» **Problem description**
Scale the entries that begin at the line containing "Can you see the floor" and run through the end of the entries, and write those lines out again with the requests included. Multiply every coordinate in the answers by 0.5 and round each result to a whole number, with halves rounded up.

Point-based annotation data

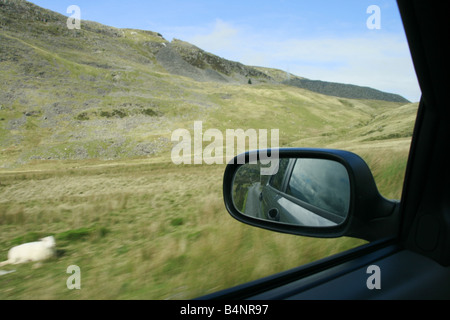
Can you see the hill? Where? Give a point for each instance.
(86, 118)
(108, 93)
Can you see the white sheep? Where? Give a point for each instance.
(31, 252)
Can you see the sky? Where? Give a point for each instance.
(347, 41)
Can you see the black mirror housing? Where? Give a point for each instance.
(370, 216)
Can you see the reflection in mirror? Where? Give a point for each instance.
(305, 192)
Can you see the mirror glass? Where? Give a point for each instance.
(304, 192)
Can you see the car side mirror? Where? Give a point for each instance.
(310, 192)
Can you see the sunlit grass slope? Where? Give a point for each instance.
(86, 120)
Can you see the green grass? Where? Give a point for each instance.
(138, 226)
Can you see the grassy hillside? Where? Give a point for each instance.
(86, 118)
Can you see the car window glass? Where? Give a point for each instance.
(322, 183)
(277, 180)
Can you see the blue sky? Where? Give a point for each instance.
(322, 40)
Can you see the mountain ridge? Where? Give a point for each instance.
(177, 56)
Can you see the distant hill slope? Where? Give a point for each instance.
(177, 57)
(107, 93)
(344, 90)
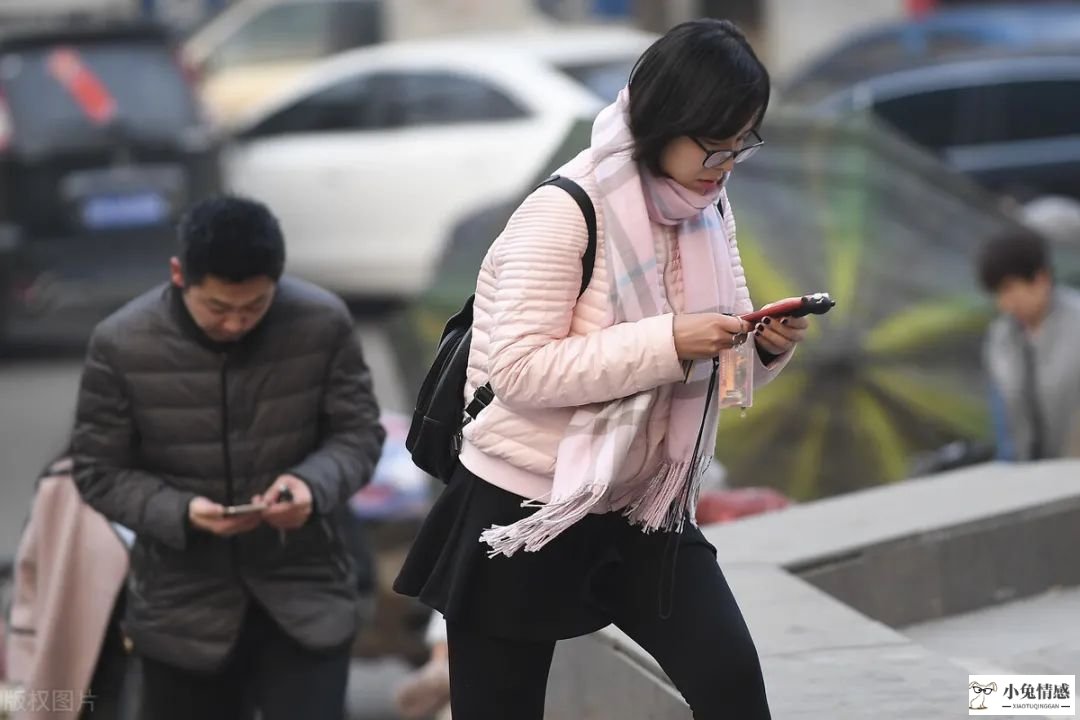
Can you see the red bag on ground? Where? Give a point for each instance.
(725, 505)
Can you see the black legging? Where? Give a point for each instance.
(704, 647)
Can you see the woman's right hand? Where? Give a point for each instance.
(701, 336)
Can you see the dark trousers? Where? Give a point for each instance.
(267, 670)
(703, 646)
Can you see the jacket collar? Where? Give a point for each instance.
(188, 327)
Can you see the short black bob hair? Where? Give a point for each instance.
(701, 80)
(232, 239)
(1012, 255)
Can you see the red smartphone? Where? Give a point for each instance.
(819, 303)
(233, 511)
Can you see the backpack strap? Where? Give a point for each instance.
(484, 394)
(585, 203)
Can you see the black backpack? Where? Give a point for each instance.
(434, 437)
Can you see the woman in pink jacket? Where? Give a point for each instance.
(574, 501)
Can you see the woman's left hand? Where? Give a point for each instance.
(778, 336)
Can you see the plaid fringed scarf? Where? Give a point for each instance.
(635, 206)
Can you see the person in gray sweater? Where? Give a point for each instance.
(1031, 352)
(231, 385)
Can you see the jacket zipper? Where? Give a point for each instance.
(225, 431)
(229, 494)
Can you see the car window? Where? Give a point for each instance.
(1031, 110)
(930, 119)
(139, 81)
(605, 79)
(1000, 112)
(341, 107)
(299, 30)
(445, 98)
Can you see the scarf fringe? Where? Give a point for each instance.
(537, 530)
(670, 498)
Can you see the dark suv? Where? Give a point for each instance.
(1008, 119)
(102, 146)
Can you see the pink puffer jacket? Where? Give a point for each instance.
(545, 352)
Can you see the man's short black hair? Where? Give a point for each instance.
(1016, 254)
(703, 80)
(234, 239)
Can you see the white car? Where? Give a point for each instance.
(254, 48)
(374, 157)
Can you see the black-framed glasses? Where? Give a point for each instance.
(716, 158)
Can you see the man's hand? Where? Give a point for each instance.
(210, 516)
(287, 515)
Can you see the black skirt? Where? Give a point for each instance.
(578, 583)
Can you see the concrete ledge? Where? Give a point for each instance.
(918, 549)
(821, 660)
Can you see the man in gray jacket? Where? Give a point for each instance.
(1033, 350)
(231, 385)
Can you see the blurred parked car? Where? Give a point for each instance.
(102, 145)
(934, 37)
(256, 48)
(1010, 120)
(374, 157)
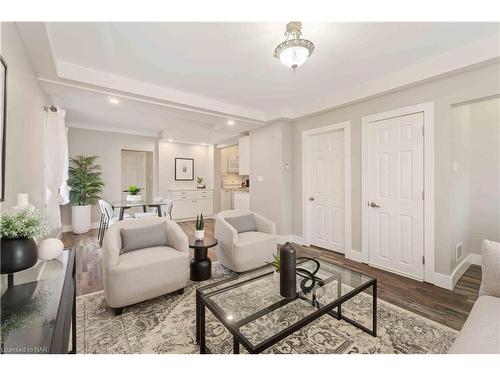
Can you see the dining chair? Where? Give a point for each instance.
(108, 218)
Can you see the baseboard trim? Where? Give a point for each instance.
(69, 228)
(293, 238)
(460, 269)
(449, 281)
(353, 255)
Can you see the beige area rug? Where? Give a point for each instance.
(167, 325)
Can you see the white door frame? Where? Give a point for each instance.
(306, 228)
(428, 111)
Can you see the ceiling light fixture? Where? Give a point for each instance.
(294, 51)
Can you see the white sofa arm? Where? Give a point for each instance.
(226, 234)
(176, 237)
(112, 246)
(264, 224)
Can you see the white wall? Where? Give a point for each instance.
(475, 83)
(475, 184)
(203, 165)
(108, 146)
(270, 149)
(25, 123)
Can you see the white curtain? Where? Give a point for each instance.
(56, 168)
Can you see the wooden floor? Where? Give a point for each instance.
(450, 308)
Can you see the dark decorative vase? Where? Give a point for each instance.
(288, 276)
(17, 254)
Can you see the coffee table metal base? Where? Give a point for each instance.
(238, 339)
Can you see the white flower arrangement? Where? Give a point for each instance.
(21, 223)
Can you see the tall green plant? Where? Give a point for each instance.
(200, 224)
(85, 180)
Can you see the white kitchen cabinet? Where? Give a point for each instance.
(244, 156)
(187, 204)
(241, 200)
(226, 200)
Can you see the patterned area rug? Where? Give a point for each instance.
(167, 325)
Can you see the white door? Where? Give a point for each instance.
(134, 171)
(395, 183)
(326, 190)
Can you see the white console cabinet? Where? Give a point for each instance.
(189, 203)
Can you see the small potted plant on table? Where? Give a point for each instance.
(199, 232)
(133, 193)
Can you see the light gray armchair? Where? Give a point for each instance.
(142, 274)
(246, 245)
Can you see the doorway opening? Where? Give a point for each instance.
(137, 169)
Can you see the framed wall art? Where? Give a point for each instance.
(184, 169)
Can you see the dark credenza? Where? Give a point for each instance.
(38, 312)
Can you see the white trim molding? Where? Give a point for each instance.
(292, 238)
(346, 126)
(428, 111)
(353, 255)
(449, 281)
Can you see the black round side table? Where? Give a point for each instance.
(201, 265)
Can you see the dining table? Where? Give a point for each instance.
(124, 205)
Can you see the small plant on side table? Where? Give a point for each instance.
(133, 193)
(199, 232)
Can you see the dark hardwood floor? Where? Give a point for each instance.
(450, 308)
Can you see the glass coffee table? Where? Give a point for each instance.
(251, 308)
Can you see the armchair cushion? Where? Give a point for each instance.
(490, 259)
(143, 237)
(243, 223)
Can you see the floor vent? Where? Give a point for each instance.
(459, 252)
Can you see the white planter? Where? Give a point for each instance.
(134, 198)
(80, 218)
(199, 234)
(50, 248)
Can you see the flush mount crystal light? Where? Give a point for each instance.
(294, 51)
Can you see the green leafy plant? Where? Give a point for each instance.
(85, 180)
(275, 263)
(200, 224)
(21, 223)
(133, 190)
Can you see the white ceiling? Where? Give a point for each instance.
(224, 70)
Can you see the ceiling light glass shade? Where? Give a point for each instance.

» **Correct answer**
Can you see the floor vent? Where? Give a point for each instance.
(230, 126)
Can you see the white planter? Where? Give a point for each instance.
(67, 99)
(40, 109)
(100, 117)
(25, 124)
Can you see the flush mount crystal light? Where? Give a point for each instance.
(147, 26)
Can you see the green leafy plant? Where? Give a point for each instance.
(43, 90)
(138, 132)
(100, 112)
(11, 112)
(67, 95)
Can you see the white ceiling? Where? Give a point for each instance.
(112, 35)
Can you see the ceiling light glass shade? Where? Give a point for each instance.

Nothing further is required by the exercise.